= Задания =
[A] Обновите фрагмент текста о пасхальных торжествах при царском дворе от слов «Утром в Золотой» до слов «явиться с поздравлением.» включительно, заменив «Светлая неделя» на «Пасхальная неделя».
[B] Что, согласно тексту о пасхальных торжествах при царском дворе, приносило во дворец московское белое духовенство?
[C] Подхватите текст о пасхальных торжествах при царском дворе и продолжите его сразу после последнего предложения.

= Исходный текст =
◆ ◆ ◆

Утром в Золотой палате патриарх произносил поздравительную речь с пожеланием многолетия и благоденствия всему царскому семейству, завершавшуюся приглашением на обедню, которую государь с домашними и придворными отстаивал в торжественном чинном порядке. Но и на этом пасхальные торжества не заканчивались — вся Светлая неделя была расписана, каждый день совершался либо торжественный выход с посещением больных и стариков, либо выезд в московские монастыри. Ни один шаг царя в эти дни не был «бесчинным», ни один придворный не смел не явиться с поздравлением.

Обычно в середине недели, в среду, в Золотой палате снова бывал патриарх с Освященным собором, на сей раз не с пустыми руками. Предстоятель делал подарки всем членам царского семейства: серебряные и золотые кубки, дорогие ткани, меха и деньги. В царские апартаменты выстраивалась бесконечная очередь поздравляющих. Каждый церковный иерарх, каждый монастырь обязательно присылали во дворец подарки к Светлому дню. Часто дарили иконы, в особенности связанные с посвящением той или иной обители. Московское белое духовенство приносило хлебы и квасы. Этот «принос» был отзвуком когда-то существовавшей дани, которую собирали князья на заре древнерусской государственности, теперь же он являлся чисто символическим. Торговые люди, на Пасху получавшие возможность лично напомнить монарху о себе, приходили с богатыми подношениями. В конце праздника подсчитывалось количество подаренных денег. При Алексее Михайловиче оно бывало порой в десять раз больше, чем при его отце, и зависело не только от состоятельности или количества дарителей, но также и от числа членов царского семейства, так как подношения делались всем без исключения.

◆ ◆ ◆

Хранимые данные:

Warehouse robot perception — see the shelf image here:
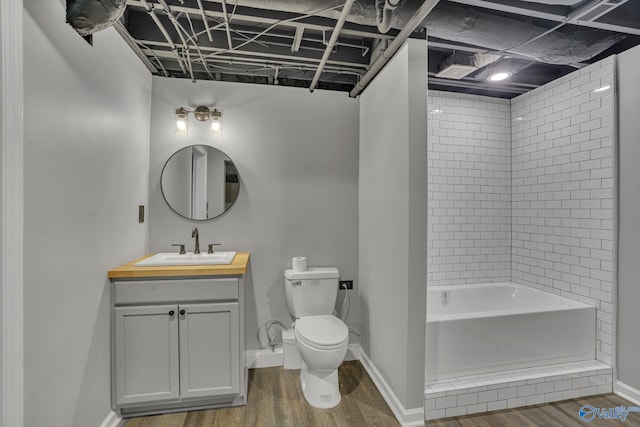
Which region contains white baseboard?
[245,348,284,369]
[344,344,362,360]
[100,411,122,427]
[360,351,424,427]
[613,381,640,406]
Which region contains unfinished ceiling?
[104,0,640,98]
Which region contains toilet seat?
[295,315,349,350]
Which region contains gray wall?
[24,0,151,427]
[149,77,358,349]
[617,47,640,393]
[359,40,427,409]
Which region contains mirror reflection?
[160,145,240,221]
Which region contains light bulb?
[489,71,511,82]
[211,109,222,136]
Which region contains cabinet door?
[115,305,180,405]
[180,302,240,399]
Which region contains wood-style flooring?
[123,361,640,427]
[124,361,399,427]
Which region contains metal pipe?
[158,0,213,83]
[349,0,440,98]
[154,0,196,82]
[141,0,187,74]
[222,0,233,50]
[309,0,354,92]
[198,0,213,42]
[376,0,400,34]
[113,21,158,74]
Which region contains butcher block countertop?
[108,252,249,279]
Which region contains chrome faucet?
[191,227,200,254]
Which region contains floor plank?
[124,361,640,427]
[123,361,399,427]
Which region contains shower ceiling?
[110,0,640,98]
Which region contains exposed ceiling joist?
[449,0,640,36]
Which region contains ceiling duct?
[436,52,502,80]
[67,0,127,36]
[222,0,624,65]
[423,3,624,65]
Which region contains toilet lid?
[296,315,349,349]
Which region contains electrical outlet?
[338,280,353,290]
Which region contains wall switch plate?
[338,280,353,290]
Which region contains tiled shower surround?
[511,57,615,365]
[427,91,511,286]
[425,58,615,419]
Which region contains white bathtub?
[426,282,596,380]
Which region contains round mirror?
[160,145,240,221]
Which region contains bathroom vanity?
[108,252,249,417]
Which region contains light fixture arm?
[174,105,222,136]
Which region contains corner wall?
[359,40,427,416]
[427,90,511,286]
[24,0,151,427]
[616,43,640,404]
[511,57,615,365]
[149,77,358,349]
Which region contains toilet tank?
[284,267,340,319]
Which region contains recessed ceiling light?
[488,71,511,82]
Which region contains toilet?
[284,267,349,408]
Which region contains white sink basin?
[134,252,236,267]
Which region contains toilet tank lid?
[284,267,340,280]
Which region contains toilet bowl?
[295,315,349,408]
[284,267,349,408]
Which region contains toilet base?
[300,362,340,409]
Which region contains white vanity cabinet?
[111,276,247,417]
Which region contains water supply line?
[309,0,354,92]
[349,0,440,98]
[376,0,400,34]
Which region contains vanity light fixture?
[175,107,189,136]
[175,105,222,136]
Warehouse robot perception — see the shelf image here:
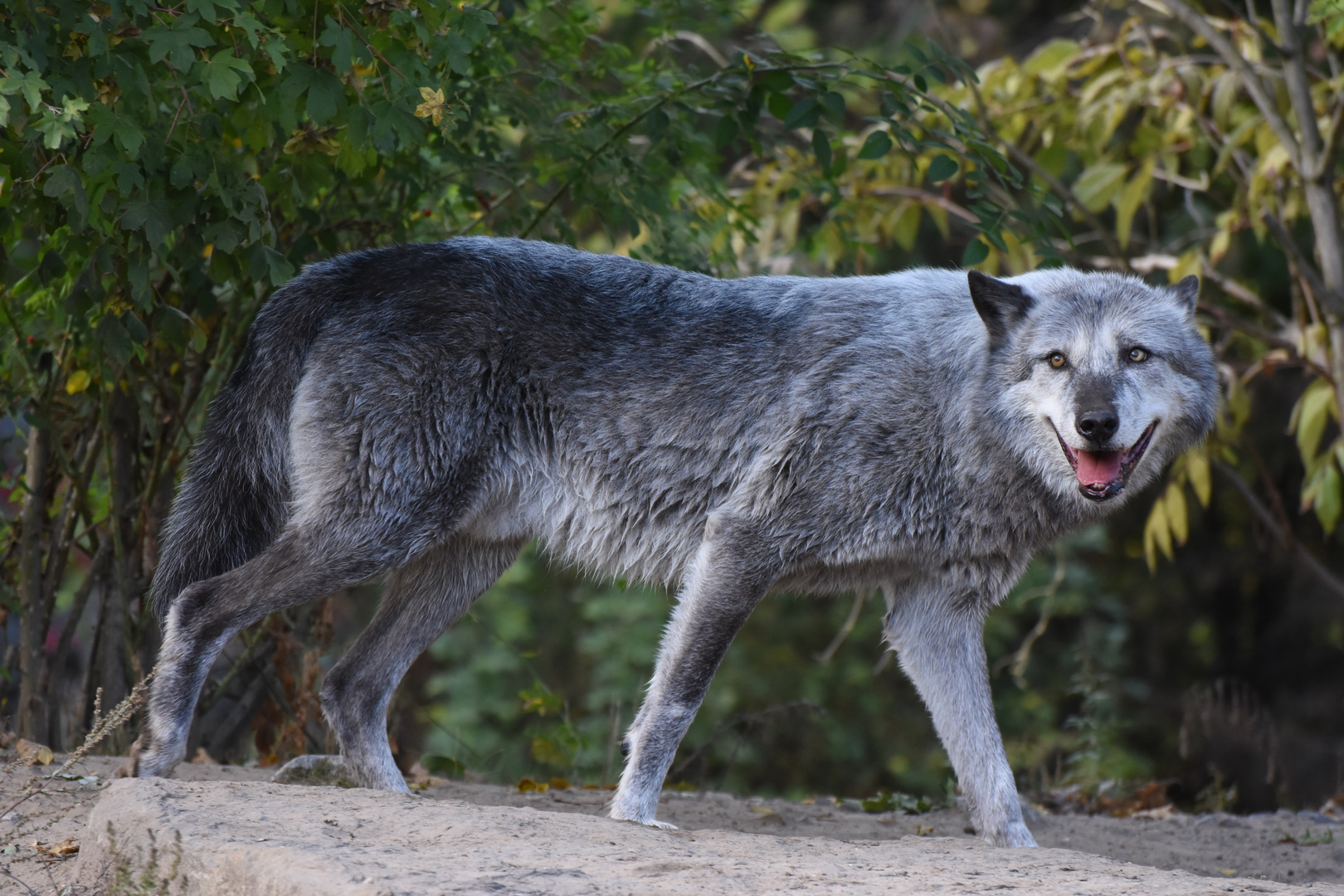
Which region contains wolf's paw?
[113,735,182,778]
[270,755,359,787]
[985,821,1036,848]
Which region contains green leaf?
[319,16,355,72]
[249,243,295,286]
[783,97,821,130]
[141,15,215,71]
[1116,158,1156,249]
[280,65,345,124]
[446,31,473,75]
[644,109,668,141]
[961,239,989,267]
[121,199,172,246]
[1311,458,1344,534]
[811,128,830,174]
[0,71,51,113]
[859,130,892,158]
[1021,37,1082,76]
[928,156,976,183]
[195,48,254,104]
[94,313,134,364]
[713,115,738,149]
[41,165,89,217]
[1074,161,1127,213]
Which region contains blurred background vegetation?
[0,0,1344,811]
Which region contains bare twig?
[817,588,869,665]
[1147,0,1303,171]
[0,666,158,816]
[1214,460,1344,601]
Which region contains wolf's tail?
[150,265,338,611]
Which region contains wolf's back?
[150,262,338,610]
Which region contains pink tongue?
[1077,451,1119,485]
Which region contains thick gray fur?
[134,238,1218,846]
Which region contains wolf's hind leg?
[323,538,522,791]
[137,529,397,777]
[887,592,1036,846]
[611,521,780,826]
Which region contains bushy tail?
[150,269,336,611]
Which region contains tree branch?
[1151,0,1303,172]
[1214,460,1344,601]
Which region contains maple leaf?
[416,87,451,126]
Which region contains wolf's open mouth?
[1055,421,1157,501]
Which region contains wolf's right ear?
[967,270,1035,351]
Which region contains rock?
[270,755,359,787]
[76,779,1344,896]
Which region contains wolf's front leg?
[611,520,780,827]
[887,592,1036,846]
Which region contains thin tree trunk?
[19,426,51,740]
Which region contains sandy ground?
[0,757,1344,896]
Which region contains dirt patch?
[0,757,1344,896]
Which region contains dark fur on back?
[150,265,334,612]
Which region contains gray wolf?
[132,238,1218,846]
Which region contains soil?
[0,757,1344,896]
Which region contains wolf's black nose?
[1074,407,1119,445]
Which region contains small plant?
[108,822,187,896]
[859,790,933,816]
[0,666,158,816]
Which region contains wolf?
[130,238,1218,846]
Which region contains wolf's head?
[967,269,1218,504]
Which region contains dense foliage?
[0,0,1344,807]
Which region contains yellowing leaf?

◆ ◆ ◆

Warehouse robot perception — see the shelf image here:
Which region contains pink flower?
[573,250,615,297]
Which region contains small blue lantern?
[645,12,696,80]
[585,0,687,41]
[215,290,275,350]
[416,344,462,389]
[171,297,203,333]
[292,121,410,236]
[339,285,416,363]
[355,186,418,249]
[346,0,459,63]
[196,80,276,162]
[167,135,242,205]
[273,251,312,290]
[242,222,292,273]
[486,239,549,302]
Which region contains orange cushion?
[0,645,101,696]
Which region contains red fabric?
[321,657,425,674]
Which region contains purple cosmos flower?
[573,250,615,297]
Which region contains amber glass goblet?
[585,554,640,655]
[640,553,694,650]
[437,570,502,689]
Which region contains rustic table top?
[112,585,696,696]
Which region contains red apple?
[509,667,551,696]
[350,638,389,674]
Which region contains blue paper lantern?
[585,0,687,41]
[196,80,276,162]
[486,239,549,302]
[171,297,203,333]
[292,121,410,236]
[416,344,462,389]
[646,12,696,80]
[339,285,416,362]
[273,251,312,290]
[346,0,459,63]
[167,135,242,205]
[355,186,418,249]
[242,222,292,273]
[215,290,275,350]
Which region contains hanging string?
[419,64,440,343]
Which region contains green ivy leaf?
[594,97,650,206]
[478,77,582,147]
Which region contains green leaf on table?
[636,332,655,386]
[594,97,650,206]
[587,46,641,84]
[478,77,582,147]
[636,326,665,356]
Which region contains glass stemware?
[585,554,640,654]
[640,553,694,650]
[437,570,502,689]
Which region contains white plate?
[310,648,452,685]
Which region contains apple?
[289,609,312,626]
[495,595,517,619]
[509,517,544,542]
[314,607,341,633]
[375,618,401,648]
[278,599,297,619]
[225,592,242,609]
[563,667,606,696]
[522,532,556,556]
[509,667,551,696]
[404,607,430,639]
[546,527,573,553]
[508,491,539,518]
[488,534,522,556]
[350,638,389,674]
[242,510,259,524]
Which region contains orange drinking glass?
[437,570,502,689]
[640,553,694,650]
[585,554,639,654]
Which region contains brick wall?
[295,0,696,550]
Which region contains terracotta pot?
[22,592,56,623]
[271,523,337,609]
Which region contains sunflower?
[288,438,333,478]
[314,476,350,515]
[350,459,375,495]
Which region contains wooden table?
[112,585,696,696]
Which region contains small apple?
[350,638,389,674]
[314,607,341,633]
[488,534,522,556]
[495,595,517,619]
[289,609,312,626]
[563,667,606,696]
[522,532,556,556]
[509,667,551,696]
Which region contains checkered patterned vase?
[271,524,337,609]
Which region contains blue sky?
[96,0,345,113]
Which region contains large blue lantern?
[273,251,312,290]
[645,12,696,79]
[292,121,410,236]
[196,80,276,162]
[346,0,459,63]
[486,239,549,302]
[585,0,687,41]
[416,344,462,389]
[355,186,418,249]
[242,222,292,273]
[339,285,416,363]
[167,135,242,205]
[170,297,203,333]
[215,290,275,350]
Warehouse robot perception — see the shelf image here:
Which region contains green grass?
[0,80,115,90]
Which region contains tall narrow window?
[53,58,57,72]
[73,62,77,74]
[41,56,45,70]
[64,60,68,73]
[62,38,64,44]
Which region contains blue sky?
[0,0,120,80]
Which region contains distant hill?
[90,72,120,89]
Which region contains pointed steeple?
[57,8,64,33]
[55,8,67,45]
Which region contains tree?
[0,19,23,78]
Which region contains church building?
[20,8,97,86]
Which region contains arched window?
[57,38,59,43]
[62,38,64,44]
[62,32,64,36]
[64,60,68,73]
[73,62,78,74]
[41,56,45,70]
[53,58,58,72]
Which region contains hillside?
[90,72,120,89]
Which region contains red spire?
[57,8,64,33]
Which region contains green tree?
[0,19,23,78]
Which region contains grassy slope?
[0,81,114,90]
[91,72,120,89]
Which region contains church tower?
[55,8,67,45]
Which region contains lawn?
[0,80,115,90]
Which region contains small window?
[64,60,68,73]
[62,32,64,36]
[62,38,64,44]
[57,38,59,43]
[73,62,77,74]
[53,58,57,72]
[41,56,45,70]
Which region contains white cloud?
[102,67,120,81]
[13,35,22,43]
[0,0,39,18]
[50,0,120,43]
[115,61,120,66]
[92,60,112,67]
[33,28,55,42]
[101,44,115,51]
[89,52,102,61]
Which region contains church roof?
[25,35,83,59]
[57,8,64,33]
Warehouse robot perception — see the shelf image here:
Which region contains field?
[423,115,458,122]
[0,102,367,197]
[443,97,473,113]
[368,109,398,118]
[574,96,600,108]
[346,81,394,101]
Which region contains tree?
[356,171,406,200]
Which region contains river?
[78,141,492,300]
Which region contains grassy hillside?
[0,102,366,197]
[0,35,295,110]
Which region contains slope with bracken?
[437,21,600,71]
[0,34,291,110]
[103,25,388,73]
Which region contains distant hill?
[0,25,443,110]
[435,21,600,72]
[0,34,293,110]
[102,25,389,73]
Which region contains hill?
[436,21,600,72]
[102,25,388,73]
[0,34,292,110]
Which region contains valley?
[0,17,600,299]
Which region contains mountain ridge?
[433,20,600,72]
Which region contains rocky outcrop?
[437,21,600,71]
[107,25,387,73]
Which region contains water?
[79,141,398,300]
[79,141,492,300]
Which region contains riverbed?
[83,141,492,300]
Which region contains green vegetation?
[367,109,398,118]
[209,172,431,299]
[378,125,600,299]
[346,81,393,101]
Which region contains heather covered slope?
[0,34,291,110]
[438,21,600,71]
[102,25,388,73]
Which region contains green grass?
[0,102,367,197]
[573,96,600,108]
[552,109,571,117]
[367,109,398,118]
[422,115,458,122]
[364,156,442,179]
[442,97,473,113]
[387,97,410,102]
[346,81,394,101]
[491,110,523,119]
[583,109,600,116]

◆ ◆ ◆

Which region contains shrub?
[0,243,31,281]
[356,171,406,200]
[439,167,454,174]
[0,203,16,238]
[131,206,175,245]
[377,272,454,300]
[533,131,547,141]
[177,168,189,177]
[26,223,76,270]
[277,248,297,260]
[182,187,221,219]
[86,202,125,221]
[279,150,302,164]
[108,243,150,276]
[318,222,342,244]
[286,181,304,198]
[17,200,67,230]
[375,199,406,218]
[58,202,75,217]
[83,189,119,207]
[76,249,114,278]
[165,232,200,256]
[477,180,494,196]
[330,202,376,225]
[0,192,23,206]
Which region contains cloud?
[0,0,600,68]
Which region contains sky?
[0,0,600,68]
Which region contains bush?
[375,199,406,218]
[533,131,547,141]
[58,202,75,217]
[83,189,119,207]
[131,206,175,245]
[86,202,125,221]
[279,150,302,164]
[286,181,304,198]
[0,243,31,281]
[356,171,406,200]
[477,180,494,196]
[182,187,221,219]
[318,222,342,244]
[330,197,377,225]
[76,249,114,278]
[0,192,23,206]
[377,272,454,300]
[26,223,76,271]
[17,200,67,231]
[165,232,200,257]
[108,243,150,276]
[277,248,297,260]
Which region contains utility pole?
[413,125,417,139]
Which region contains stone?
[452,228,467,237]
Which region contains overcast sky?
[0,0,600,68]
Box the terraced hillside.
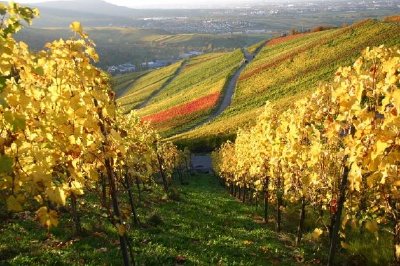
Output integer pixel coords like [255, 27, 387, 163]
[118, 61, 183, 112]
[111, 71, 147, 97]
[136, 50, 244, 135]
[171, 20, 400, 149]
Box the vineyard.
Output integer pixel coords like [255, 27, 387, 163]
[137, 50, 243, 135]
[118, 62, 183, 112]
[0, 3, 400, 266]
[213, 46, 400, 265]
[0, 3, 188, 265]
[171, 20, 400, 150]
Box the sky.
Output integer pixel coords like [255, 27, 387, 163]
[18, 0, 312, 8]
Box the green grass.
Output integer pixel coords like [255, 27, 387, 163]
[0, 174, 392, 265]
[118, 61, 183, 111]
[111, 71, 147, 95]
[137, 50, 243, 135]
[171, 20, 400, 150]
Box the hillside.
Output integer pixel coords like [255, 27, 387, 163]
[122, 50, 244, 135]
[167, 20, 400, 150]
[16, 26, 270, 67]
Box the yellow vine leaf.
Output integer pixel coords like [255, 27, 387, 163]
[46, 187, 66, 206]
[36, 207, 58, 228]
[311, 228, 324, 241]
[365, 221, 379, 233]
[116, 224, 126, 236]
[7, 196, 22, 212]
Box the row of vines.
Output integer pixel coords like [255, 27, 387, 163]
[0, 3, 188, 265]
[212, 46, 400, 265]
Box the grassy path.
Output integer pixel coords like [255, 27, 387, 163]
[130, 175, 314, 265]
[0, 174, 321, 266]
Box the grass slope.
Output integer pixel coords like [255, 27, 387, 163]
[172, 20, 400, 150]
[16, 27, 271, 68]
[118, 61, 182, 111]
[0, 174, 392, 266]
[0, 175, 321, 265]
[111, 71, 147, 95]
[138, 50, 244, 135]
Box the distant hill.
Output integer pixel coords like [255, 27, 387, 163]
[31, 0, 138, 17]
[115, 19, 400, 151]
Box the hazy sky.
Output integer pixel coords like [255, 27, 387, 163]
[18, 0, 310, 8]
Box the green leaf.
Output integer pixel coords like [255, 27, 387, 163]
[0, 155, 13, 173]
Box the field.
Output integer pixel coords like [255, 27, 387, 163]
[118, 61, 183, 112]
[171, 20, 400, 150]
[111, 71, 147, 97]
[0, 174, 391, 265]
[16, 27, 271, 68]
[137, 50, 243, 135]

◆ ◆ ◆

= Ответы к заданиям =
[A]
Утром в Золотой палате патриарх произносил поздравительную речь с пожеланием многолетия и благоденствия всему царскому семейству, завершавшуюся приглашением на обедню, которую государь с домашними и придворными отстаивал в торжественном чинном порядке. Но и на этом пасхальные торжества не заканчивались — вся Пасхальная неделя была расписана, каждый день совершался либо торжественный выход с посещением больных и стариков, либо выезд в московские монастыри. Ни один шаг царя в эти дни не был «бесчинным», ни один придворный не смел не явиться с поздравлением.

[B] Хлебы и квасы.

[C]
Пасхальные торжества были обильными, но довольно однообразными, призванными подтвердить нерасторжимую связь подданных с правителем, воздать должные почести и получить царскую «милость». Подобным же образом отмечалось Рождество. На праздновании Рождества в 1667 году в храме присутствовали сразу три патриарха — Московский, Антиохийский и Александрийский (два последних прибыли для участия в Большом церковном соборе). Согласно описанию, после церковной службы «протопопы соборами ходят славить, и государь жалует медом ковшами, а к патриархом тово вечера не ходили, государь не указал». На праздничном обеде у царя в присутствии церковных иерархов патриарх обычно «говорит молитвы над мясом и кропит святою водою».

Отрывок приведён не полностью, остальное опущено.